═══ Selected text

Normally, one might suppose that when there was a severe shortage of staff – as those quoted in this article claim – wages for those types of people would rise, perhaps quite a lot. And if that, in turn, left some business unable to operate profitably, those less profitable operators would leave the market. It is how resources are reallocated in a competitive market
But that doesn’t appear to be what these operators have in mind at all. Not once in the entire article is there any reference to (relative) wages rising sharply. No data are cited suggestig they are. Instead, we get the plaintive calls for more cheap migrant labour. Now I might even concede some sympathy with them around MBIE processing times – the stories you hear really should shame a first world country that likes to boast of its good government, responsive services etc – but the idea that governments should be, in effect, capping wages in particular sectors, in effect subsidising operators in thoese sectors, by allowing in ever more migrant labourers, typically with low reservation wages, really should be anathema.
But there is the thrust of the case: push for councils to cap the number of restaurant and cafe licences to reduce competition and choice for the public, all while pushing central government to impose more competition on lower-end New Zealand workers, or squeezing them out of the sector altogether, in favour of cheaper foreigners, temporary or permanent. Wouldn’t life be sweet for the less-than-best operators if somehow government and council were to accede to their calls?

══════
═══ Information supplied

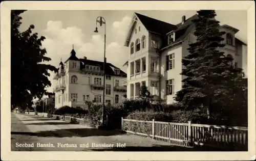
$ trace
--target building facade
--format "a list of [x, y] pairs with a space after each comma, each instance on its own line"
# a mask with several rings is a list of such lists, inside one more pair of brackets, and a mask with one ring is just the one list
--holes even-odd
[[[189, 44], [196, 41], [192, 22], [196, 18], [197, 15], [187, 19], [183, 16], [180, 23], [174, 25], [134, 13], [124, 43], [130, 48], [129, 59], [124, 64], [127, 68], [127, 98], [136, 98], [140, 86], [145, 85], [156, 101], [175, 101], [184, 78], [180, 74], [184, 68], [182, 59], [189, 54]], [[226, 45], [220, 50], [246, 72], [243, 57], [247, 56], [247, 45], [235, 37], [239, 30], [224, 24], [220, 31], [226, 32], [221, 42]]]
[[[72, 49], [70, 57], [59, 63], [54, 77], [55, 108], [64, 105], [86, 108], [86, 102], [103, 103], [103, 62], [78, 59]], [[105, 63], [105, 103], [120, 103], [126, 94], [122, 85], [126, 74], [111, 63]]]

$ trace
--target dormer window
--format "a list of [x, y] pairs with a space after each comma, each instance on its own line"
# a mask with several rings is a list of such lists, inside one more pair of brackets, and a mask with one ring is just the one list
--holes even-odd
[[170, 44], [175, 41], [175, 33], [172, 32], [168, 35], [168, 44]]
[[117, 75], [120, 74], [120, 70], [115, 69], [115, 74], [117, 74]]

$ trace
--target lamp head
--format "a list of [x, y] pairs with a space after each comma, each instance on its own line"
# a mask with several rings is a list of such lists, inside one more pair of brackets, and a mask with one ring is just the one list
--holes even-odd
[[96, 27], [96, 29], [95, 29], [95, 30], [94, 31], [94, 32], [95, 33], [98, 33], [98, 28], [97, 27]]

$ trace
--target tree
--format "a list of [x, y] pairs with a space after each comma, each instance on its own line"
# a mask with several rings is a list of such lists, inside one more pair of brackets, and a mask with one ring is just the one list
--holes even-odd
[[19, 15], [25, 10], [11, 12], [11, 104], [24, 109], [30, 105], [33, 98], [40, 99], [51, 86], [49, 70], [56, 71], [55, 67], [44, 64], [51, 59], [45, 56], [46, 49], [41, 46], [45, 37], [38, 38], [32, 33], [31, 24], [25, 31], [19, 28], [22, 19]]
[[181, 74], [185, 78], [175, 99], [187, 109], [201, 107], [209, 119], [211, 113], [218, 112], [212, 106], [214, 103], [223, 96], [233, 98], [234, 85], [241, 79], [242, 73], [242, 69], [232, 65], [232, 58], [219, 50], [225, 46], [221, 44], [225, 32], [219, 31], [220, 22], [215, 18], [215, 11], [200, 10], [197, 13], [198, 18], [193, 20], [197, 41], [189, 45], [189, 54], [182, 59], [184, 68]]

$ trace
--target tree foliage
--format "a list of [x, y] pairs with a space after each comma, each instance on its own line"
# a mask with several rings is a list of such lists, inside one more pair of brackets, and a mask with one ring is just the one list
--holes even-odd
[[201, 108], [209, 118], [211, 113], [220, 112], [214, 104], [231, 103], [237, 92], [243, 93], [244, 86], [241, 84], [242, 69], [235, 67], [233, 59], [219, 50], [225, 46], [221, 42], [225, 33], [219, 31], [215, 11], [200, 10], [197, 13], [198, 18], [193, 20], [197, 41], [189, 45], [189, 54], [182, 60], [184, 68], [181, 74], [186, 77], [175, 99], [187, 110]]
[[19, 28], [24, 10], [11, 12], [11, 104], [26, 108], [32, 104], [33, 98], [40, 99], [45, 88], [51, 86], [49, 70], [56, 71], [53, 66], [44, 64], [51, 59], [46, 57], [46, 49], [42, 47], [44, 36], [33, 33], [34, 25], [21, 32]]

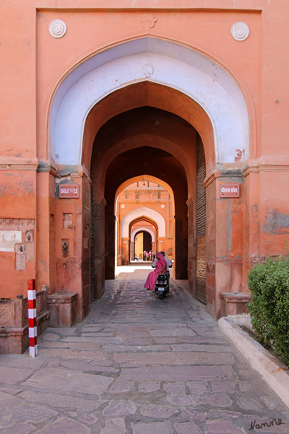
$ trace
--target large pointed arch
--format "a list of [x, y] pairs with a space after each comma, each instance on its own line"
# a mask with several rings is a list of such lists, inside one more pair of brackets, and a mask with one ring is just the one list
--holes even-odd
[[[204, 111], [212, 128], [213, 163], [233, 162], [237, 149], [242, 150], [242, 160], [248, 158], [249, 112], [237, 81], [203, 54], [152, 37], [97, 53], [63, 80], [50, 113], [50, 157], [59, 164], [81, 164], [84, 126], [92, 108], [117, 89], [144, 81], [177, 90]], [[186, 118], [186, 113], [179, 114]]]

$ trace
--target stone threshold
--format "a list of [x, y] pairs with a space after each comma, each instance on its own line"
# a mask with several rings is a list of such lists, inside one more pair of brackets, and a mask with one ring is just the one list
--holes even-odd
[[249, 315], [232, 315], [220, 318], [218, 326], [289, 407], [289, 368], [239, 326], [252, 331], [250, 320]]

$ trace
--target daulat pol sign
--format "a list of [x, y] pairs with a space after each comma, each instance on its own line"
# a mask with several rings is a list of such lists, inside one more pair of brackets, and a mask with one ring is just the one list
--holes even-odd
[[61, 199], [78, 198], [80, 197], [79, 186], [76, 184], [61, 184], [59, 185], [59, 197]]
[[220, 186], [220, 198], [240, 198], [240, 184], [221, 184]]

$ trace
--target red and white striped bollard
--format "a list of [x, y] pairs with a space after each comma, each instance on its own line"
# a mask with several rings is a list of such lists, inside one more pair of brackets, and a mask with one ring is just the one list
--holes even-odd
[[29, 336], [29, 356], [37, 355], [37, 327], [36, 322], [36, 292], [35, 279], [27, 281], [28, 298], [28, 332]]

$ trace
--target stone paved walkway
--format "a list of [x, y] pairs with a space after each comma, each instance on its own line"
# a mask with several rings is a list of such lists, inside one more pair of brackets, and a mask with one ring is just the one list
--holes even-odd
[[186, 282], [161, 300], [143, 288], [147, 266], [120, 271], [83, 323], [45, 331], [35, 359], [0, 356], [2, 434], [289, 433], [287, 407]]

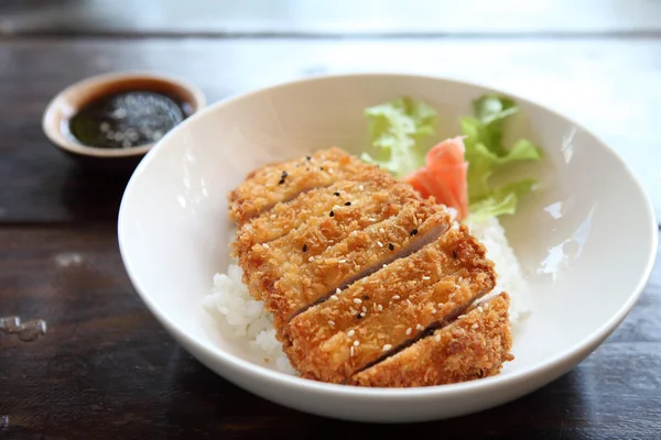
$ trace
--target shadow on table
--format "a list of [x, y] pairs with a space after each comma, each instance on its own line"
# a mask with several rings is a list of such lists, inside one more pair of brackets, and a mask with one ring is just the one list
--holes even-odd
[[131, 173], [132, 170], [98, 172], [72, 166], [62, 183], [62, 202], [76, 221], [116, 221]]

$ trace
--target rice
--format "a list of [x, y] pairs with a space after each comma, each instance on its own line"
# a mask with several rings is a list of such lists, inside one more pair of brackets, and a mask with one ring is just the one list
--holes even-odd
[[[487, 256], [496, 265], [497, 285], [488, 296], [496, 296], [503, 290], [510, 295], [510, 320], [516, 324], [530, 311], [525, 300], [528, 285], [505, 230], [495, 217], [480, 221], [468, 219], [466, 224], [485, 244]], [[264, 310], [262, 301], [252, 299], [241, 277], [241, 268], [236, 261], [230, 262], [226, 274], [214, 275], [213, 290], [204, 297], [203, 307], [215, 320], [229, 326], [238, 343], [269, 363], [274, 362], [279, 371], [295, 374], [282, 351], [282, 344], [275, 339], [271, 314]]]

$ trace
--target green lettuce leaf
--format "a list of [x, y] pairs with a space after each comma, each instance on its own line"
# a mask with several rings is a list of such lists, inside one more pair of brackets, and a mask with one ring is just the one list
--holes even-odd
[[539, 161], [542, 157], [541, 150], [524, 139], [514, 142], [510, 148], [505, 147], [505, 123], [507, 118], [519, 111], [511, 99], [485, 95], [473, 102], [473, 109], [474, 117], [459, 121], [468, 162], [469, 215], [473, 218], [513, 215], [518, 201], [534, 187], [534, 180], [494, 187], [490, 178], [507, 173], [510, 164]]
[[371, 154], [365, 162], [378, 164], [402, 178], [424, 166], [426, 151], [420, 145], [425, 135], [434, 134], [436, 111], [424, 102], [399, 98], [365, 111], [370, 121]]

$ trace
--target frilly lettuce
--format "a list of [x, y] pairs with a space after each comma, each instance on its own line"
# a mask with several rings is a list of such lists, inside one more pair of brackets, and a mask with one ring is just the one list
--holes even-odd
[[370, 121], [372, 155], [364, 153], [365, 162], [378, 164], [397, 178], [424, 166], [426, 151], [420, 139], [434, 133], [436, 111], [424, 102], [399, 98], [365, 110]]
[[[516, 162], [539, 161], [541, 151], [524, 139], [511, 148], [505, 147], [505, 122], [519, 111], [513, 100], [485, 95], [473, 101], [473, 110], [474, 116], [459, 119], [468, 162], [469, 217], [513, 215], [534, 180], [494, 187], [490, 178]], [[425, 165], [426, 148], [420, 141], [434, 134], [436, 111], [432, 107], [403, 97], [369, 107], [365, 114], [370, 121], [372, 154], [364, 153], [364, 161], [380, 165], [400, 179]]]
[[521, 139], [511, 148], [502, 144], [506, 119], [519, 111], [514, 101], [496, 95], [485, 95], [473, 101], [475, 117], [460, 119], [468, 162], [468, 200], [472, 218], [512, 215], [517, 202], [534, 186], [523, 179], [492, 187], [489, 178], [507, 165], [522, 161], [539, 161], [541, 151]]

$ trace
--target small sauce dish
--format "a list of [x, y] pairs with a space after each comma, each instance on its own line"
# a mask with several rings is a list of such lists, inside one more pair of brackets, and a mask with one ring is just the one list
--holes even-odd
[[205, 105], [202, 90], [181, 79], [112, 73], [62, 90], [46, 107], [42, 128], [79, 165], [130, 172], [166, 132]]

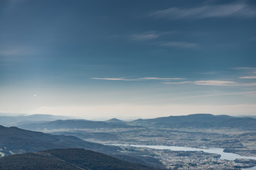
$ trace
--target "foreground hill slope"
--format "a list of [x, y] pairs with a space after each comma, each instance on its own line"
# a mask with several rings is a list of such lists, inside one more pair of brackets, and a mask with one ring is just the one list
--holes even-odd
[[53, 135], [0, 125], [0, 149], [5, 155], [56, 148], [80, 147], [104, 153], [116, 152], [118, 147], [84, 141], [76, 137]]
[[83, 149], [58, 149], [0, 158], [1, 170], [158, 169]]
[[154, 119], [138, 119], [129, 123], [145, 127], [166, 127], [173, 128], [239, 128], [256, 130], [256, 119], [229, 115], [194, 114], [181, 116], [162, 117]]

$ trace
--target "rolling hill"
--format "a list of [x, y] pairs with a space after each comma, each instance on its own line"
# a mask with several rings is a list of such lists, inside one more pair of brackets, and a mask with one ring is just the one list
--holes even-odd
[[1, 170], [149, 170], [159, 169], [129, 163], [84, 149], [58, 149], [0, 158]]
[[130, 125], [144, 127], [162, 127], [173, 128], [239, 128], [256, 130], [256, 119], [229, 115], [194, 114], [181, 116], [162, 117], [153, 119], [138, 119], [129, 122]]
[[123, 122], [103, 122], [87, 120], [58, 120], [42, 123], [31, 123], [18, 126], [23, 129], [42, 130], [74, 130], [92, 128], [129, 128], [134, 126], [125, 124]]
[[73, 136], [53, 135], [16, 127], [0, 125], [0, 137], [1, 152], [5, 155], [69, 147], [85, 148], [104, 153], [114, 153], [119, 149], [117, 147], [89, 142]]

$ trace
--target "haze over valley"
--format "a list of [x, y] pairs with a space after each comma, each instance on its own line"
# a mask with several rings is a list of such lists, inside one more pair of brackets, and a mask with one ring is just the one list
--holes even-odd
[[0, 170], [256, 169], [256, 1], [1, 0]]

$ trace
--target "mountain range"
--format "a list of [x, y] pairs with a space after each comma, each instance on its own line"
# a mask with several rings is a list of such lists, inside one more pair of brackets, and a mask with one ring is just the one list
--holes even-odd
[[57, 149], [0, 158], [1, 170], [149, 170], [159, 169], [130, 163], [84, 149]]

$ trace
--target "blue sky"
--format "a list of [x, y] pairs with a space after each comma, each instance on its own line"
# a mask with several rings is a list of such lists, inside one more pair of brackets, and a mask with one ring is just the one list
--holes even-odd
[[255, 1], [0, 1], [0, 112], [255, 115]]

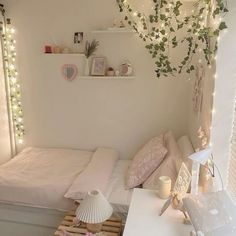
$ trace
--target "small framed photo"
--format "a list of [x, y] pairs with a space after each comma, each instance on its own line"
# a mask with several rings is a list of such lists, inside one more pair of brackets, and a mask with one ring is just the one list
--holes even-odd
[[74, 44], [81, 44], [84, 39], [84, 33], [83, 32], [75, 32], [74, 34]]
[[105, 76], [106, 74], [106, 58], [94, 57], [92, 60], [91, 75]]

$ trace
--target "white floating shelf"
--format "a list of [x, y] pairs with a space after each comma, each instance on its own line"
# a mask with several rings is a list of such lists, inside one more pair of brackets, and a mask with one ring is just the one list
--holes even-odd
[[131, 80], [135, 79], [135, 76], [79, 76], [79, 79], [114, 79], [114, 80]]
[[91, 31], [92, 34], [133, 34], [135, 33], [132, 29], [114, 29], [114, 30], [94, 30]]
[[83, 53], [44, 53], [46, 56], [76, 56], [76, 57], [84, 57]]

══════

■ **Task statement**
Resume the piece on hospitality staff shortages, picking up right after its final sentence. The lines above are separate material, unrelated to the piece on hospitality staff shortages.

■ **Answer section**
The thing I found remarkable about the article – and it was quite a substantial piece, not a five line snippet – was that there was no sign that the journalist had made effort (or bosses insisted) to get a perspective from anyone who might have other interests at heart. Consumer groups for example, or even an economist specialising in competition and regulation. It was as if it was producer (firm) interests that mattered, not consumers (or even workers), even though – presumably even among readers of the Herald business pages there must be more consumers (that’s all of us) than firm owners. There will always be industry voices calling for reductions in competition – that is in the (at least temporary) interests of the incumbents Governments are supposed to be there for the wider public interests, and – temptations to be too close to business notwithstanding – you’d hope that major media outlets would at least want to sure that the wider public interest was represented when they allow their pages to be used to promote campaigns to limit competition and make life easier for business operators.
(Since I get commenters bagging the Herald more generally, I might take this opportunity to point out the stark contrast in today’s papers between the Dominion-Post (and, I assume, other Stuff outlets) and the Herald coverage of the economic/trade effects of the coronavirus and the various restrictions in place, in China and abroad. The Herald’s coverage is head-and-shoulders better – although even it has important omissions – than the Dominion-Post , and the latter (despite its large public service readership) doesn’t even compensate by superioru isight on the political/bureaucratic machinations. Issues like whether our Foreign Minister really told the Chinese Foreign Minister on Saturday that we were imposing no restrictions, only for the government to adopt the diametrically opposite policy in announcements the following day.)